**Work to do**. Lay out every line of the material below as a JSON list of strings, with one string per line and no entries for blank lines.

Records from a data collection
---

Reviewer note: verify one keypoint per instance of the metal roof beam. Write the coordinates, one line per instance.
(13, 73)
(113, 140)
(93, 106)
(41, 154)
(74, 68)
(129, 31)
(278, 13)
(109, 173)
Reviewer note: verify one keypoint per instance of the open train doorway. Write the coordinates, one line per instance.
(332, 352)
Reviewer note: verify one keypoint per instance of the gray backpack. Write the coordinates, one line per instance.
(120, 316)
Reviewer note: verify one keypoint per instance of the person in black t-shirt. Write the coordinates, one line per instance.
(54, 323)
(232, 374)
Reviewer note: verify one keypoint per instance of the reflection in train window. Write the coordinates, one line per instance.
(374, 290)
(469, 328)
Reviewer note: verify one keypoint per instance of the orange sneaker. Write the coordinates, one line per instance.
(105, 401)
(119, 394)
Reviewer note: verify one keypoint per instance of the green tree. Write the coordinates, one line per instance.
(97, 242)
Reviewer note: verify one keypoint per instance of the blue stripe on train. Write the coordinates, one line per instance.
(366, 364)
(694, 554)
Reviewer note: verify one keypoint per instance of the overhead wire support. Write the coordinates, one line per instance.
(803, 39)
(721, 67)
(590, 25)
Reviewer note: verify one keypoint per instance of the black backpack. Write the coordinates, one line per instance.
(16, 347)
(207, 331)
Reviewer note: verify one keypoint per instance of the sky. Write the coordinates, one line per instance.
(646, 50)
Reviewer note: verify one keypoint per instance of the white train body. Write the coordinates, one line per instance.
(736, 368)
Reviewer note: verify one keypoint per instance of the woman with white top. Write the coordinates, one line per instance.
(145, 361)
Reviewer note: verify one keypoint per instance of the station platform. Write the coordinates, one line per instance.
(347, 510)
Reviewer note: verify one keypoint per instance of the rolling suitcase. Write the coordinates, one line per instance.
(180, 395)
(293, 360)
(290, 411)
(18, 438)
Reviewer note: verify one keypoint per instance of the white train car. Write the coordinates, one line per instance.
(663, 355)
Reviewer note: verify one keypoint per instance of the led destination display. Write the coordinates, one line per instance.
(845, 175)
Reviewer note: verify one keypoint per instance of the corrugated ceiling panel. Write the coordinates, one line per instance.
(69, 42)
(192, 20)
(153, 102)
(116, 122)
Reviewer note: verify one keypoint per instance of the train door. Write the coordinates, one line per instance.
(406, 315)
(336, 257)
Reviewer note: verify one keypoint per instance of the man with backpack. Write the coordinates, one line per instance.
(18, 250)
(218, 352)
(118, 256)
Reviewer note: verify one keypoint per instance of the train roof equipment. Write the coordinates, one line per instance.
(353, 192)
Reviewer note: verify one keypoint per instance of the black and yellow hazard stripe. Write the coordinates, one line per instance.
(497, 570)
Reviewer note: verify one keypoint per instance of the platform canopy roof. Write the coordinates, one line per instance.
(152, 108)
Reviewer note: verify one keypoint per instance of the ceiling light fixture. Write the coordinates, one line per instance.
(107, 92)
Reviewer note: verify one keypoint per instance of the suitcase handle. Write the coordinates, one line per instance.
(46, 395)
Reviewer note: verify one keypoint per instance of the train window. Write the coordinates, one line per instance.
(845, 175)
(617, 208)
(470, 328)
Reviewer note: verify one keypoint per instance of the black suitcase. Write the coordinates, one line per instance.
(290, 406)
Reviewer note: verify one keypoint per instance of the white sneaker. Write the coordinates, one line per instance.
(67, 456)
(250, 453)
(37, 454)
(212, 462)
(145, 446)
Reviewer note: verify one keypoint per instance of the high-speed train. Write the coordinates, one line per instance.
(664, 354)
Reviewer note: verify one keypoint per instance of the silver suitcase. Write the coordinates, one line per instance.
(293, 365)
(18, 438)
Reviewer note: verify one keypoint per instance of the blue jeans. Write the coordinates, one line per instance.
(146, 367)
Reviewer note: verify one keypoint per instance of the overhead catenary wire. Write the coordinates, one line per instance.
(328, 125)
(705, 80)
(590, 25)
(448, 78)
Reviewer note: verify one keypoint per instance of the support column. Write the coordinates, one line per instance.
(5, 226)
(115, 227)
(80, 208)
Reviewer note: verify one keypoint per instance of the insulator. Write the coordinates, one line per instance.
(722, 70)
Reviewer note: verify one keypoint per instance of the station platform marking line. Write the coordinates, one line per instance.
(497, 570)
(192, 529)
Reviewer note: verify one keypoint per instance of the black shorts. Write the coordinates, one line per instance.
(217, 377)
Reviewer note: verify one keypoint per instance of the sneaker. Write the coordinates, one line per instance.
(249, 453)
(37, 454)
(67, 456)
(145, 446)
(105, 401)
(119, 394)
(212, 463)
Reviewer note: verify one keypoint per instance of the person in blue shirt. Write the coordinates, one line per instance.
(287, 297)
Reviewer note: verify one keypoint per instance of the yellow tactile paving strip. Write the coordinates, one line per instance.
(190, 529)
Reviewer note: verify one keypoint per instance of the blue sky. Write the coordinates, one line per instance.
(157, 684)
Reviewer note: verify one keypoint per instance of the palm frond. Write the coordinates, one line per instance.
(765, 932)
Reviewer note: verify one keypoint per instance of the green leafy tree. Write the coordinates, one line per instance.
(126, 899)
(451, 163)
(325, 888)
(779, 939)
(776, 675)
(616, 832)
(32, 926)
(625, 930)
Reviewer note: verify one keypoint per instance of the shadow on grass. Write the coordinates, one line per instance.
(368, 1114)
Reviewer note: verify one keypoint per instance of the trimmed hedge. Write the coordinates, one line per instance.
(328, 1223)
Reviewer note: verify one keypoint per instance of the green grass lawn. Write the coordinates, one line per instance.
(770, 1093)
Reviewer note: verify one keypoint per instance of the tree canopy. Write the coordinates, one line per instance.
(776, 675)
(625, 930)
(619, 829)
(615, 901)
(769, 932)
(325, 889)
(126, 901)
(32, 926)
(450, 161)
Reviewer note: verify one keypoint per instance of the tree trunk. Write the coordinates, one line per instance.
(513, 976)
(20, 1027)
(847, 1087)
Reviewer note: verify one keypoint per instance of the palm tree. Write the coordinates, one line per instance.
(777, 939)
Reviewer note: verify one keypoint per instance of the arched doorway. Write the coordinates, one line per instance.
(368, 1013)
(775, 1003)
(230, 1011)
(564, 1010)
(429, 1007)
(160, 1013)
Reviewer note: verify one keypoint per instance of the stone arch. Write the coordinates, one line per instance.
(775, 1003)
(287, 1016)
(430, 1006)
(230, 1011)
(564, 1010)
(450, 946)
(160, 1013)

---

**In response**.
[
  "Reviewer note: verify one keypoint per instance of the metal roof beam. Write the coordinates, one line per instance.",
  "(13, 73)",
  "(113, 140)",
  "(93, 106)",
  "(41, 154)",
  "(74, 68)",
  "(129, 31)",
  "(278, 13)",
  "(109, 173)",
  "Reviewer note: verify one keypoint per instance of the open train doorway. Write the coordinates, one line per instance.",
  "(332, 352)",
  "Reviewer note: verify one keypoint per instance of the gray backpack. Write the coordinates, one line per instance.",
  "(120, 316)",
  "Reviewer note: verify one keypoint per instance of the person in black t-shirt. Write the coordinates, one line per instance.",
  "(54, 323)",
  "(232, 374)",
  "Reviewer note: verify one keypoint per instance of the reflection in train window. Write the coordinates, one line per instance.",
  "(374, 290)",
  "(469, 328)",
  "Reviewer note: verify one keypoint per instance of the orange sneaker. Write the coordinates, one line per instance.",
  "(105, 401)",
  "(119, 394)",
  "Reviewer note: verify one keypoint per instance of the green tree. Write the coordinates, one line per instance.",
  "(97, 242)",
  "Reviewer note: verify one keypoint per instance of the blue stripe on train. Write the coordinates, one line per instance.",
  "(366, 364)",
  "(694, 554)",
  "Reviewer note: verify one keypoint per instance of the overhead wire support. Write the coordinates, one line per instance.",
  "(803, 39)",
  "(721, 67)",
  "(590, 25)",
  "Reviewer note: verify one keypoint per instance of the black backpack. Write the coordinates, one line per instance.",
  "(16, 347)",
  "(207, 331)",
  "Reviewer note: verify one keypoint per instance of the sky. Write the coordinates, one line per instance.",
  "(646, 50)",
  "Reviewer note: verify one keypoint per instance of the white train body. Write the coordinates, one line per instance.",
  "(736, 368)",
  "Reviewer note: verify one keypoint per instance of the woman with white top. Write the coordinates, one line per instance.",
  "(145, 361)",
  "Reviewer note: verify one keypoint per instance of the station platform. Write the coordinates, one line per instance.",
  "(347, 510)",
  "Reviewer note: verify one keypoint per instance of the rolling suitcase. Write the coordinates, one line per instance.",
  "(180, 395)",
  "(293, 360)",
  "(290, 411)",
  "(18, 438)",
  "Reviewer note: verify one keypoint per instance of the white train car. Write the coordinates, one line per instance.",
  "(663, 355)",
  "Reviewer note: verify one keypoint per instance of the led destination display. Write the coordinates, one line per instance.",
  "(845, 175)",
  "Reviewer note: verify one keypoint per instance of the corrugated ceiling panel. Write the coordinates, one line per instance.",
  "(69, 42)",
  "(192, 20)",
  "(153, 102)",
  "(116, 122)",
  "Reviewer note: verify one keypoint per instance of the train door. Write the coordinates, one line per instance.",
  "(406, 315)",
  "(336, 257)",
  "Reviewer note: verify one keypoint per instance of the man with backpack. Write the coordinates, one line per instance.",
  "(18, 250)",
  "(218, 352)",
  "(118, 256)",
  "Reviewer note: verify one keypoint per instance of the train roof equipment. Write the coordinates, one line per instance.",
  "(353, 192)",
  "Reviewer note: verify one keypoint per instance of the black and yellow hazard stripe. Write the coordinates, one line per instance.",
  "(497, 570)",
  "Reviewer note: verify one keypoint per instance of the platform canopy roof. Write the coordinates, one line per instance.",
  "(152, 108)",
  "Reviewer note: verify one keypoint per instance of the ceiling light fixture. Write the coordinates, one line per instance.",
  "(107, 92)",
  "Reviewer note: verify one keypoint per instance of the suitcase handle. Write the coordinates, one line per instance.",
  "(46, 395)",
  "Reviewer note: verify one keypoint per instance of the train window. Write the coordinates, one line per instance.",
  "(845, 175)",
  "(617, 208)",
  "(470, 328)",
  "Reviewer note: verify one keypoint per instance of the black suitcase. Write the coordinates, one line per instance.",
  "(290, 406)",
  "Reviewer note: verify one keypoint per instance of the white sneaker. Write the coordinates, one line per instance.",
  "(67, 456)",
  "(250, 453)",
  "(37, 454)",
  "(212, 462)",
  "(145, 446)",
  "Reviewer note: verify one keypoint per instance of the high-speed train. Write the coordinates, one line per instance.",
  "(664, 354)",
  "Reviewer note: verify one keypoint per instance of the silver suitcase. Write the coordinates, one line per instance.",
  "(293, 365)",
  "(18, 438)",
  "Reviewer note: verify one keypoint per instance of the blue jeans. Write the coordinates, one line per instance.",
  "(146, 367)",
  "Reviewer note: verify one keypoint per instance of the overhead catenary wire. Write the coordinates, one line per instance.",
  "(328, 125)",
  "(705, 80)",
  "(590, 25)",
  "(448, 78)",
  "Reviewer note: verify one keypoint per instance of the support column. Write the coordinates, one line per instance.",
  "(5, 226)",
  "(115, 227)",
  "(80, 208)",
  "Reviewer note: verify one keypoint per instance of the insulator. Write the coordinates, one line per instance.",
  "(722, 70)",
  "Reviewer note: verify one keypoint per instance of the station platform marking line. Write the coordinates, one line per instance.",
  "(497, 570)",
  "(192, 529)",
  "Reviewer note: verify one keypoint per instance of the black shorts. Write the coordinates, one line per instance.",
  "(217, 377)",
  "Reviewer note: verify one keypoint per instance of the sneaker. Write the coordinates, one line per instance.",
  "(249, 453)",
  "(37, 454)",
  "(67, 456)",
  "(145, 446)",
  "(105, 401)",
  "(119, 394)",
  "(212, 463)",
  "Reviewer note: verify one keypoint per instance of the person in blue shirt. Write the coordinates, one line per instance.",
  "(287, 297)",
  "Reviewer note: verify one keypoint per instance of the yellow tactile paving strip. Write the coordinates, one line per instance.",
  "(190, 529)",
  "Reviewer note: verify one keypoint per instance of the blue sky. Write the coordinates, one line per instance.",
  "(157, 684)",
  "Reviewer note: verify one keypoint per instance of the palm frond. Write the coordinates, one line per instance.",
  "(765, 932)",
  "Reviewer note: verify one keypoint per instance of the green leafy tree. Write the coordinates, one line per instance.",
  "(126, 899)",
  "(451, 163)",
  "(325, 888)",
  "(779, 939)",
  "(776, 675)",
  "(616, 832)",
  "(32, 926)",
  "(625, 930)",
  "Reviewer note: verify one keypoint per instance of the shadow on grass. Write the coordinates, one line per instance.",
  "(368, 1114)",
  "Reviewer note: verify one keypoint per instance of the trimmed hedge. Write the coordinates, one line per instance.",
  "(328, 1223)",
  "Reviewer note: verify one keypoint per instance of the green grass lawn. Write the coordinates, one line per instance.",
  "(770, 1093)",
  "Reviewer note: verify one keypoint per instance of the tree canopy. Write the coordinates, one line per instance.",
  "(776, 675)",
  "(625, 930)",
  "(619, 829)",
  "(615, 901)",
  "(769, 932)",
  "(325, 889)",
  "(126, 901)",
  "(32, 926)",
  "(450, 161)",
  "Reviewer note: verify one keypoint per instance of the tree trunk. Write the coordinates, one line per instance.",
  "(513, 976)",
  "(20, 1027)",
  "(847, 1087)",
  "Reviewer note: verify one keypoint per instance of the palm tree. Write the coordinates, one line per instance.",
  "(777, 939)",
  "Reviewer note: verify one keypoint per instance of the arched doorway. Write the coordinates, one line per instance.",
  "(368, 1013)",
  "(775, 1003)",
  "(230, 1011)",
  "(564, 1010)",
  "(429, 1007)",
  "(160, 1013)",
  "Reviewer note: verify one keypoint per instance of the stone arch. Write the coordinates, one line per instance.",
  "(775, 1003)",
  "(287, 1016)",
  "(430, 1006)",
  "(230, 1011)",
  "(564, 1010)",
  "(450, 946)",
  "(160, 1013)"
]